- EXERCISE: Write out the stretch of rows from the line containing "the wooden cross?" through the line containing "287,247 -> 322,275" again, substituting "foam windscreen" for "microphone windscreen" and changing nothing else.

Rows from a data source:

# # # # #

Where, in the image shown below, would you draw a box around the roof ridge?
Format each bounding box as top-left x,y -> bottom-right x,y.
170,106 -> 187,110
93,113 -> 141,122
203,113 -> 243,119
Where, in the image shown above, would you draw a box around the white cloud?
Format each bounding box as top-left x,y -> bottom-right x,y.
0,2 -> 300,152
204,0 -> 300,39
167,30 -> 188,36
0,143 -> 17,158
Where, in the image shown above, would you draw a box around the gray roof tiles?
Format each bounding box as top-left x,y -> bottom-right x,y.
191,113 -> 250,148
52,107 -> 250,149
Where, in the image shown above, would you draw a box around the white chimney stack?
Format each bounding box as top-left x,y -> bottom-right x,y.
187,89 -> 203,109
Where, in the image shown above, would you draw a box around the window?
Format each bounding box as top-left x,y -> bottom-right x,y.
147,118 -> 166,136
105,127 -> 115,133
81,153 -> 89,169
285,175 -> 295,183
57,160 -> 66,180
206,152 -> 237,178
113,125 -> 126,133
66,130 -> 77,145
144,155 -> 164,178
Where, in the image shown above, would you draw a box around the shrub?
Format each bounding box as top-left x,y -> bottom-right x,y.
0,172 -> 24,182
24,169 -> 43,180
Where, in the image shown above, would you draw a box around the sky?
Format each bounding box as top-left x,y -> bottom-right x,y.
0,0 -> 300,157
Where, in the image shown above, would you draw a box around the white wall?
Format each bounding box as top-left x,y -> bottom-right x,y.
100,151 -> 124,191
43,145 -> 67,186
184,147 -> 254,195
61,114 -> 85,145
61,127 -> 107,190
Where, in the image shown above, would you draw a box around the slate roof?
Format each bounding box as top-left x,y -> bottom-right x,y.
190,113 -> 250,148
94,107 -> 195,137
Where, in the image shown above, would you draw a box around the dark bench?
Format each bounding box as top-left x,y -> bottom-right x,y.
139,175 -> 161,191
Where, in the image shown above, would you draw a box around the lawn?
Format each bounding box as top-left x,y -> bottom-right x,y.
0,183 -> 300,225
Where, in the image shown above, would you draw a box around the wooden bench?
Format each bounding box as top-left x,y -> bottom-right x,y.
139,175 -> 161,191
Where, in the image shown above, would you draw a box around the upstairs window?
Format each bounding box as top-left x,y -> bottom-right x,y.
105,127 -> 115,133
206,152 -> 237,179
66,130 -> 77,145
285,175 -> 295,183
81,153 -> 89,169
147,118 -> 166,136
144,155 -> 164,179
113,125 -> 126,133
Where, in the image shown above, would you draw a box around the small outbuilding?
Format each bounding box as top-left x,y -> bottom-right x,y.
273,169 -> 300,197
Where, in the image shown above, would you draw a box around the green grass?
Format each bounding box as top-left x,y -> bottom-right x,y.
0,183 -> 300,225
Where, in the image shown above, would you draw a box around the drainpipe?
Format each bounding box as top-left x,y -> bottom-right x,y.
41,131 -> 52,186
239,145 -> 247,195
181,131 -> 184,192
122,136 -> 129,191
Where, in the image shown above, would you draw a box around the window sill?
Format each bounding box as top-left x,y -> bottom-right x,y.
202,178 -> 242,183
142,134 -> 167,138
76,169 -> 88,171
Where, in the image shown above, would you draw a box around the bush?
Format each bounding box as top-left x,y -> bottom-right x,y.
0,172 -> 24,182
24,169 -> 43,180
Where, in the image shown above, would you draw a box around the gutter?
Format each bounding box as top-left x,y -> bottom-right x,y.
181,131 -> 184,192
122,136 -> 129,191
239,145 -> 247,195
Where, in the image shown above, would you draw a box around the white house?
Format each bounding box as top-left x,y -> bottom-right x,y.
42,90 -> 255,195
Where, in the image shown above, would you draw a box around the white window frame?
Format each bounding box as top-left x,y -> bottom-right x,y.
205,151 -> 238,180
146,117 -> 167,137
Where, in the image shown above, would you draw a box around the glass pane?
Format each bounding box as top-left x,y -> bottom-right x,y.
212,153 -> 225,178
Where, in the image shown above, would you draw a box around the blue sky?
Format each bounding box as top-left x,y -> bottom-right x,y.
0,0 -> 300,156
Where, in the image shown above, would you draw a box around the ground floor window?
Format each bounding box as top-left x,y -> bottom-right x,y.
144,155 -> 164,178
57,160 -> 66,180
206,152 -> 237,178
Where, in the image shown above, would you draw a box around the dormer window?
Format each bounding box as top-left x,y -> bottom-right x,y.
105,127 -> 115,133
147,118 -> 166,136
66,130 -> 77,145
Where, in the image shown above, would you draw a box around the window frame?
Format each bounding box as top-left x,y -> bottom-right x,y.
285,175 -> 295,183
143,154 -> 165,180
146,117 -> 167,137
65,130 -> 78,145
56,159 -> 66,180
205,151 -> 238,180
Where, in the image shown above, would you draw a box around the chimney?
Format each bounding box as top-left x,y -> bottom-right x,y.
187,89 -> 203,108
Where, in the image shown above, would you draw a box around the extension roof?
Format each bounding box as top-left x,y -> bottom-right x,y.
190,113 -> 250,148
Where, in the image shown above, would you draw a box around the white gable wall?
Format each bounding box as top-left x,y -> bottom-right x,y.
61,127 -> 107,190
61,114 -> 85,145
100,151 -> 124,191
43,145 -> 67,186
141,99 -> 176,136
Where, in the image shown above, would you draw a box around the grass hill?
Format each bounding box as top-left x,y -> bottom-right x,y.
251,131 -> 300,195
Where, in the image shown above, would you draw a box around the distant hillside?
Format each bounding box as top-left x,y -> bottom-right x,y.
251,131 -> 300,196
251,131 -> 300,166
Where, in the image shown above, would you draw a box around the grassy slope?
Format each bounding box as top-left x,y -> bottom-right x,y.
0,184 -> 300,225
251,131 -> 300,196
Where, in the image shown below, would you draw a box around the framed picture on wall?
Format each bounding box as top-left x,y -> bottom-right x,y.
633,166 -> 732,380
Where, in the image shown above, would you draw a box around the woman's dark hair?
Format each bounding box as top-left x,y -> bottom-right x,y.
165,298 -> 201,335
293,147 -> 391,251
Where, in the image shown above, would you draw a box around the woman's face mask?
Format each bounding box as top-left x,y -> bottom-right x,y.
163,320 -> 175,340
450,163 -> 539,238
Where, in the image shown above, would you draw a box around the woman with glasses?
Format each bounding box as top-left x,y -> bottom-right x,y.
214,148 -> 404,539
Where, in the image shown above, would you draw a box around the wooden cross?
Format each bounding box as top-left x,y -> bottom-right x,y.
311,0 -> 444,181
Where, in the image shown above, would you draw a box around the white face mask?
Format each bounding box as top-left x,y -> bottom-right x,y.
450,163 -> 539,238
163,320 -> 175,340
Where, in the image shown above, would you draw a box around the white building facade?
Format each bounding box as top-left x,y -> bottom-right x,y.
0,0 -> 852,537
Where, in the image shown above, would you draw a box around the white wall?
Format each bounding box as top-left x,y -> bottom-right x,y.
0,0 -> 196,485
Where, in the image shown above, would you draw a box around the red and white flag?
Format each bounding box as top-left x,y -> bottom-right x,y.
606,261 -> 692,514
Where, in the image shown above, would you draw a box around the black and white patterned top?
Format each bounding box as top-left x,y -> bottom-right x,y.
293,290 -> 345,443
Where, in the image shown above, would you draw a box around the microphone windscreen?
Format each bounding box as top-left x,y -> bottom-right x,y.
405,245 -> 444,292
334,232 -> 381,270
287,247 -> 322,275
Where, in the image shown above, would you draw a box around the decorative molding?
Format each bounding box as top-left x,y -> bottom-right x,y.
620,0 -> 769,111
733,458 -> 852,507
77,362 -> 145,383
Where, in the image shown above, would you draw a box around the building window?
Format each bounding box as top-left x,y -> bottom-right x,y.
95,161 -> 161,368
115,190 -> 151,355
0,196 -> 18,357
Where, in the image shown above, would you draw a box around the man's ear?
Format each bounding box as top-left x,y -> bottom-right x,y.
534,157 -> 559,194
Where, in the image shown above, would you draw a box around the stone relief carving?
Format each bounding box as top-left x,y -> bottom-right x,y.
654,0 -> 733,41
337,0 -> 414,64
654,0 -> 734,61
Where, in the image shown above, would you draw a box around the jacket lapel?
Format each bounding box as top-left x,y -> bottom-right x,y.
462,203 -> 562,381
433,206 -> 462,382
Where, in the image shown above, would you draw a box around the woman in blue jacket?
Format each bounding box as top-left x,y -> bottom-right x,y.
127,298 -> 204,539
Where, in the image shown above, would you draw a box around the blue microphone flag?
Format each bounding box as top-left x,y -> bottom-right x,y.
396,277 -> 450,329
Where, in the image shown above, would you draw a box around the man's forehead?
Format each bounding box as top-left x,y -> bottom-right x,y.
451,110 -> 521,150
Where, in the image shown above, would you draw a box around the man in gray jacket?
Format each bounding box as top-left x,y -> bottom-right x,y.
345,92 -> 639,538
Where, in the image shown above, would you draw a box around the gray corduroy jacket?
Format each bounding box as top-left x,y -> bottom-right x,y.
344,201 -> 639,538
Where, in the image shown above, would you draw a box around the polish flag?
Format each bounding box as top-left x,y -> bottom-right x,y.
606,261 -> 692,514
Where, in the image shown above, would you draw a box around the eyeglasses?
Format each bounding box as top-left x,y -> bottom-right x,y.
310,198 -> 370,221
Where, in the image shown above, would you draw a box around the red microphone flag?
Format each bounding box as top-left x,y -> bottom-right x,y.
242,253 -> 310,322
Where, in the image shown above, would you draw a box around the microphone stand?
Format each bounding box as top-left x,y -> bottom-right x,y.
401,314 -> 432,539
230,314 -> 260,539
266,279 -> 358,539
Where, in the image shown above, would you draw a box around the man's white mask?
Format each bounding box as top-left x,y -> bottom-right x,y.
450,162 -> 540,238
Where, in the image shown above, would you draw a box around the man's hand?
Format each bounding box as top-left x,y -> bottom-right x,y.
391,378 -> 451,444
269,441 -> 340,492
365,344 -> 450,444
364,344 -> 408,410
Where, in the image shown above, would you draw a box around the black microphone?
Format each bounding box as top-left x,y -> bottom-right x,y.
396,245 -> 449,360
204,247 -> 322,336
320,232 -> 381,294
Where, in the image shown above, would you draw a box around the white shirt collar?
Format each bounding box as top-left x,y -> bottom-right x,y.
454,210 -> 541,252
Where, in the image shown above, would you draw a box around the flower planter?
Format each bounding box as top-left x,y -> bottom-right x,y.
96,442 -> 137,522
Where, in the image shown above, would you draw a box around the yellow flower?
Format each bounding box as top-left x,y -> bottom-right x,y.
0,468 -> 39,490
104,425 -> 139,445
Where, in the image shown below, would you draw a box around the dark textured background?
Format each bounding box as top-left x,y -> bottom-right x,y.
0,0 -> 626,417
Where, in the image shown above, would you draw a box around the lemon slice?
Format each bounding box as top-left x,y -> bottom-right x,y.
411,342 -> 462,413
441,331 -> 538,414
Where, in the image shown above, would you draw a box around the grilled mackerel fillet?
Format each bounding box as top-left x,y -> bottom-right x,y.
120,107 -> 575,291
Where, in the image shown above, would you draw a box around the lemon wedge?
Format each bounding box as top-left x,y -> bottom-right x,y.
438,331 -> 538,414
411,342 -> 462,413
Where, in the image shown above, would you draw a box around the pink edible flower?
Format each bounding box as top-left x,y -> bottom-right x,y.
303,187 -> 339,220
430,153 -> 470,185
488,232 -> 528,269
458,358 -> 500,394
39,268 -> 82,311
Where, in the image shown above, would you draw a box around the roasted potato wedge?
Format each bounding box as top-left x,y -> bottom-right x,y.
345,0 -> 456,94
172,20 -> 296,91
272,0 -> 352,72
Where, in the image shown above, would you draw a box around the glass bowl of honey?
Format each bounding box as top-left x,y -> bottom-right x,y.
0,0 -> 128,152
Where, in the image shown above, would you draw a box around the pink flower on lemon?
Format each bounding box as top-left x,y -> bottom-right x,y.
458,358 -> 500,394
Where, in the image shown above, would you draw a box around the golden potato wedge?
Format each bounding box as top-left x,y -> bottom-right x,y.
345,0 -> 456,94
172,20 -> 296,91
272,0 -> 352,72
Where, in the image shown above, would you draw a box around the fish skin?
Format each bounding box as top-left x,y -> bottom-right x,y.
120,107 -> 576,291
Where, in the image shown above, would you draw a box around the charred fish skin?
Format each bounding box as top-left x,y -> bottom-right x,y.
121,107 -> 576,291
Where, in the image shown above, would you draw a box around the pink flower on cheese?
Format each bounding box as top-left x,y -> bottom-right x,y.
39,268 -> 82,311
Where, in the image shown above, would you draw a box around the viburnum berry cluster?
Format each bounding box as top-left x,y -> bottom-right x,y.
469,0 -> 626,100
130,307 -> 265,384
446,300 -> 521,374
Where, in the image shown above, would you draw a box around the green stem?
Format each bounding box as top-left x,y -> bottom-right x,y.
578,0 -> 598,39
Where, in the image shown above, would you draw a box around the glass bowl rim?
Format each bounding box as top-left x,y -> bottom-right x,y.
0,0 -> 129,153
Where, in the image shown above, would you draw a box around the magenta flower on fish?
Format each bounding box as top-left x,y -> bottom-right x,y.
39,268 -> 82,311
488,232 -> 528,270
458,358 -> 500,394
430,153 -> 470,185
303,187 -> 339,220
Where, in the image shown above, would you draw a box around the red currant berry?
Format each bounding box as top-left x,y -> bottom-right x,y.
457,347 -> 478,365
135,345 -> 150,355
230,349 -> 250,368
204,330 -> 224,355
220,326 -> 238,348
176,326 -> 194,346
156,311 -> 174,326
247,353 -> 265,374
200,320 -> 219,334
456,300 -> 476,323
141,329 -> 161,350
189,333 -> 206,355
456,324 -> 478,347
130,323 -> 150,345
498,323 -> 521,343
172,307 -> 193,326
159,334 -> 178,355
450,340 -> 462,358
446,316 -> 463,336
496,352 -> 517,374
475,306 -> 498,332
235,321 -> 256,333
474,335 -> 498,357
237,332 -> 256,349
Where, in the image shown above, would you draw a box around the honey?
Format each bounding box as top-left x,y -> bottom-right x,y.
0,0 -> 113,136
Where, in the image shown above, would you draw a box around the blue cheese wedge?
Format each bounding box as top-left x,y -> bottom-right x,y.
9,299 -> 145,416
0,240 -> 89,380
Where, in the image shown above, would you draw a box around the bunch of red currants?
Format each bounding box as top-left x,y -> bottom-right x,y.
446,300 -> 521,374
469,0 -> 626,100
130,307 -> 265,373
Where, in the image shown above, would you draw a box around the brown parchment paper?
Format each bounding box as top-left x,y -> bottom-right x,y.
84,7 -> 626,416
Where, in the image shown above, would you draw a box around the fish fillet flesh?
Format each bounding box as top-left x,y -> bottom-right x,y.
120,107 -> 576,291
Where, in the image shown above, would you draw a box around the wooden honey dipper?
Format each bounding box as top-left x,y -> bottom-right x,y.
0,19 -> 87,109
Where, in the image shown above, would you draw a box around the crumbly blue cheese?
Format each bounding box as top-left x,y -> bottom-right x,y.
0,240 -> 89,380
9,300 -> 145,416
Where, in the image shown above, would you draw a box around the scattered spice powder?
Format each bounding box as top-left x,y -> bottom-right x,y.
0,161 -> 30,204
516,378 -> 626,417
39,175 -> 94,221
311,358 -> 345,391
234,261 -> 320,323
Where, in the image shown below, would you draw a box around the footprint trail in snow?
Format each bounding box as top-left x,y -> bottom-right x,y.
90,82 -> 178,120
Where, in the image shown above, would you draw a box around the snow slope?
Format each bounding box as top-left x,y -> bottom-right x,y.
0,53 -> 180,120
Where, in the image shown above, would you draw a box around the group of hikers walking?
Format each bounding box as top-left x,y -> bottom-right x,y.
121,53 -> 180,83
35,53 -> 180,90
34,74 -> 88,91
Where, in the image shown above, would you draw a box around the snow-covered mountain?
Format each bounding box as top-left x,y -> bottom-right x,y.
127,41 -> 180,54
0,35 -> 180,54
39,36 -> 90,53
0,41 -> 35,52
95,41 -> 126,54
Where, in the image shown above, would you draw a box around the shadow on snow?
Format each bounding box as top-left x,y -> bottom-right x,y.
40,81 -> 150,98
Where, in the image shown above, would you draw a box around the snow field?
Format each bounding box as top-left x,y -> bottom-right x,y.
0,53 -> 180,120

# # # # #

- TASK SOLUTION:
Where, in the image shown above, would you draw a box around the wooden cross?
Format each bounding box as top-left x,y -> bottom-right x,y.
311,0 -> 444,181
Where, in the image shown above, would you draw a box around the white face mask?
Format each bounding box as top-left x,y -> bottom-right x,y.
450,163 -> 539,238
163,320 -> 175,340
Where, in the image shown above, would you draw a box around the white building facade?
Format each bounding box as top-left x,y -> bottom-right x,y.
0,0 -> 852,537
Where, in the image shown above, would you draw a box around the white wall?
Format each bounding box as top-left x,y -> bottom-right x,y.
0,0 -> 196,485
Where, in the image shown above, would you draw a box around the red and white flag?
Format each bounding box as top-left x,y -> bottom-right x,y.
606,261 -> 692,514
Where, in the image shown above, would you draw a box around the black and white patterned top?
Format each bounding box as top-left x,y -> bottom-right x,y.
293,290 -> 345,443
Where, in the image shown above, would you draw a box around the foam windscreen?
Format each bounding box as top-left x,y -> bottom-right x,y.
405,245 -> 444,292
334,232 -> 381,270
287,247 -> 322,275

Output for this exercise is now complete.